Document section -
········

(************************************************************************)
(*  v      *   The Coq Proof Assistant  /  The Coq Development Team     *)
(* <O___,, * CNRS-Ecole Polytechnique-INRIA Futurs-Universite Paris Sud *)
(*   \VV/  **************************************************************)
(*    //   *      This file is distributed under the terms of the       *)
(*         *       GNU Lesser General Public License Version 2.1        *)
(************************************************************************)

(*i $Id: Logic.v,v 1.6.2.1 2004/07/16 19:31:26 herbelin Exp $ i*)

Set Implicit Arguments.
V7only [Unset Implicit Arguments.].

Require Notations.

(** [True] is the always true proposition *)
Inductive True : Prop := I : True. 

(** [False] is the always false proposition *)
Inductive False : Prop := . 

(** [not A], written [~A], is the negation of [A] *)
Definition not := [A:Prop]A->False.

Notation "~ x" := (not x) : type_scope.

Hints Unfold not : core.

Inductive and [A,B:Prop] : Prop := conj : A -> B -> A /\ B

where "A /\ B" := (and A B) : type_scope.

V7only[
Notation "< P , Q > { p , q }" := (conj P Q p q) (P annot, at level 1).
].

Section Conjunction.

  (** [and A B], written [A /\ B], is the conjunction of [A] and [B]

      [conj A B p q], written [<p,q>] is a proof of [A /\ B] as soon as 
      [p] is a proof of [A] and [q] a proof of [B]

      [proj1] and [proj2] are first and second projections of a conjunction *)

  Variables A,B : Prop.

  Theorem proj1 : (and A B) -> A.
  Proof.
  NewDestruct 1; Trivial.
  Qed.

  Theorem proj2 : (and A B) -> B.
  Proof.
  NewDestruct 1; Trivial.
  Qed.

End Conjunction.

(** [or A B], written [A \/ B], is the disjunction of [A] and [B] *)

Inductive or [A,B:Prop] : Prop :=
     or_introl : A -> A \/ B 
   | or_intror : B -> A \/ B

where "A \/ B" := (or A B) : type_scope.

(** [iff A B], written [A <-> B], expresses the equivalence of [A] and [B] *)

Definition iff := [A,B:Prop] (and (A->B) (B->A)).

········

Given entries -

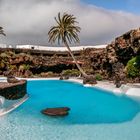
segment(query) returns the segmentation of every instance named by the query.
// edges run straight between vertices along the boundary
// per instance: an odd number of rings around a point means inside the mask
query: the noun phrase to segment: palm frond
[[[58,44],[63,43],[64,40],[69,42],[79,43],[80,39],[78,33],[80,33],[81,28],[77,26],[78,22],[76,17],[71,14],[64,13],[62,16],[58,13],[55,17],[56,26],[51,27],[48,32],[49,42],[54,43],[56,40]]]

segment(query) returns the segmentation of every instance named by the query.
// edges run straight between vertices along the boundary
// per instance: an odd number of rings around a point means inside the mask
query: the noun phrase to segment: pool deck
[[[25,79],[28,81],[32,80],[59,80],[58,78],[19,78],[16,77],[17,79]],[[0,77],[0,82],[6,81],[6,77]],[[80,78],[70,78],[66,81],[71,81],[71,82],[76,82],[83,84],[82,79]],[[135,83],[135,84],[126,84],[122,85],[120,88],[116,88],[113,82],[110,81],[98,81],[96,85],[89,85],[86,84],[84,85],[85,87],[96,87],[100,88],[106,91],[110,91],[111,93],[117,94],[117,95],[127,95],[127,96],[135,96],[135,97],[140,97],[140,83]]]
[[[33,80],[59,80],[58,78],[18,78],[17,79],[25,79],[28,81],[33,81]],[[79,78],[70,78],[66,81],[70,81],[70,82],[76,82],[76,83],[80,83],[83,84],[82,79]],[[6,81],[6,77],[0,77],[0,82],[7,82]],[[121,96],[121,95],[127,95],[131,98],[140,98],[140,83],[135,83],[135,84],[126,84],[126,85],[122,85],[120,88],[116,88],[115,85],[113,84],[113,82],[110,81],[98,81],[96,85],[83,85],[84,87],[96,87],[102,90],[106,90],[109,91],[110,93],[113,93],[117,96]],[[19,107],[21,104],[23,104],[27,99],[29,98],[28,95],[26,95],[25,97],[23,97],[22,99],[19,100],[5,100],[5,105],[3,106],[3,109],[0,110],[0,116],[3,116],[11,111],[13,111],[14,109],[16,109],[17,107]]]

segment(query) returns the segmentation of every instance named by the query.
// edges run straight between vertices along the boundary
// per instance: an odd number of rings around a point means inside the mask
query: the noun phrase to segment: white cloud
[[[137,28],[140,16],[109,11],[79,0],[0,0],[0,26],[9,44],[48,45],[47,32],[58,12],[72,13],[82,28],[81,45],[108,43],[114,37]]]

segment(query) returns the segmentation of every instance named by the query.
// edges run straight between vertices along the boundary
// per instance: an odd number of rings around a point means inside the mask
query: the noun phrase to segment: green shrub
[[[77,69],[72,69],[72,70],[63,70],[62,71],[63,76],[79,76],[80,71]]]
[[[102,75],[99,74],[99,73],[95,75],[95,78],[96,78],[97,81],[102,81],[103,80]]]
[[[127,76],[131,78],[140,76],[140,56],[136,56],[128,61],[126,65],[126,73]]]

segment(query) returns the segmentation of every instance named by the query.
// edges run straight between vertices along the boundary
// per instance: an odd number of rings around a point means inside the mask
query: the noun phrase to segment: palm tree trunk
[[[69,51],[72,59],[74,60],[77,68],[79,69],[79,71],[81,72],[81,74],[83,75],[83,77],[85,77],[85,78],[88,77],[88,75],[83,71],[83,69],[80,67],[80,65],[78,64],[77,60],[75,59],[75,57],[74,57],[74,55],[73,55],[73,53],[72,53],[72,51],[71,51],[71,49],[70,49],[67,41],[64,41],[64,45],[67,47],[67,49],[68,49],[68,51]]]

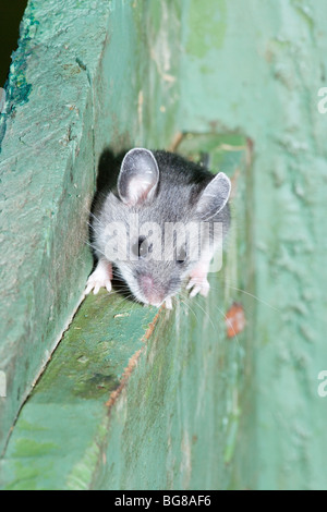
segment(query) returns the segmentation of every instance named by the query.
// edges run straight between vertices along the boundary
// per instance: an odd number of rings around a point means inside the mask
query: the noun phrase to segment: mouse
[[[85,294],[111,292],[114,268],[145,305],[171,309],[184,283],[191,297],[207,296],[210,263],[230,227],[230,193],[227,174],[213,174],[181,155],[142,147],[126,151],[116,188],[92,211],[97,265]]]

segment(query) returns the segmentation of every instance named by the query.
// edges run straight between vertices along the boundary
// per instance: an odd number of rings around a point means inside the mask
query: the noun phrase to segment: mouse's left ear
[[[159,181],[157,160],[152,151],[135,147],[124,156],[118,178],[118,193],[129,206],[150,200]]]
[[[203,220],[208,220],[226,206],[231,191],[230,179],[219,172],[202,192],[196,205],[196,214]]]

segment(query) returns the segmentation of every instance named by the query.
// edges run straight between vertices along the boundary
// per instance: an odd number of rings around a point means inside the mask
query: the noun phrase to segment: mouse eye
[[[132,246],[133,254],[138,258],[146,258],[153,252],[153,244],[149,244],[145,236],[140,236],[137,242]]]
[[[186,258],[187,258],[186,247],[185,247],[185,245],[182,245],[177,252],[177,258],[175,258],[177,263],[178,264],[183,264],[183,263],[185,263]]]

········

What you need to do - Print the portion of the Coq logic file from "(*i $Id: Logic.v,v" to "negation of [A] *)" without any alteration.

Completed task -
(*i $Id: Logic.v,v 1.6.2.1 2004/07/16 19:31:26 herbelin Exp $ i*)

Set Implicit Arguments.
V7only [Unset Implicit Arguments.].

Require Notations.

(** [True] is the always true proposition *)
Inductive True : Prop := I : True. 

(** [False] is the always false proposition *)
Inductive False : Prop := . 

(** [not A], written [~A], is the negation of [A] *)